#### The problem:
Rescale the records from their start through the line containing "point(215, 176)", reproducing every line with the requests included. Multiply each point coordinate in the answers by 0.75 and round it to a whole number, rounding halves up, and leave the pictures out.
-*-*-
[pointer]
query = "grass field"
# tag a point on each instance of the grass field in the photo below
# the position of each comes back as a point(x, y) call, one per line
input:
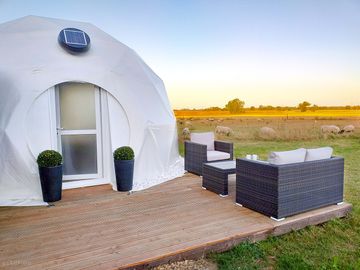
point(333, 245)
point(269, 113)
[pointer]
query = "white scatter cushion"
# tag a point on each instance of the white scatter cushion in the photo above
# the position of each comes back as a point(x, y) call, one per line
point(206, 138)
point(287, 157)
point(318, 153)
point(217, 155)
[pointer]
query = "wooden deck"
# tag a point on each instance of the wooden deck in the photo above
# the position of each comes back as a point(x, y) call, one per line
point(97, 228)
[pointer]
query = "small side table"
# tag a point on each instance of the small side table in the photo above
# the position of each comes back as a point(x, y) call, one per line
point(215, 176)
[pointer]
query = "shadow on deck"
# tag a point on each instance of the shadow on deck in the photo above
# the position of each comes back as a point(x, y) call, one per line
point(98, 228)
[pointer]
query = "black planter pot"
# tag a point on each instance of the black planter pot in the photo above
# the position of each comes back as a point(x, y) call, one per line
point(124, 171)
point(51, 183)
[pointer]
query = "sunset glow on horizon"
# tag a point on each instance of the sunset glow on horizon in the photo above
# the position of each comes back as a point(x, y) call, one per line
point(208, 52)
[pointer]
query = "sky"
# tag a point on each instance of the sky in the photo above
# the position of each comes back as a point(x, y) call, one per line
point(276, 53)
-*-*-
#### Solved exercise:
[pointer]
query = "grass field"
# tag a point on each instance of the grass field in the photo below
# the position of each comes back as a point(x, y) call, one per line
input:
point(250, 184)
point(202, 85)
[pointer]
query = "white scatter cushion"
# tag a point on each instance of the white scatter cushion in the photo above
# the position of each comes back as a point(x, y) call, one per line
point(155, 104)
point(215, 118)
point(239, 115)
point(163, 116)
[pointer]
query = "wooden deck"
# tag a point on each instance of the wooden deck in the photo above
# the position of each comes back as a point(x, y) call, one per line
point(73, 171)
[pointer]
query = "small side table"
# tag a point on each instance of the small side table in the photo above
# the position of each comes back as a point(x, y) call, one per line
point(161, 132)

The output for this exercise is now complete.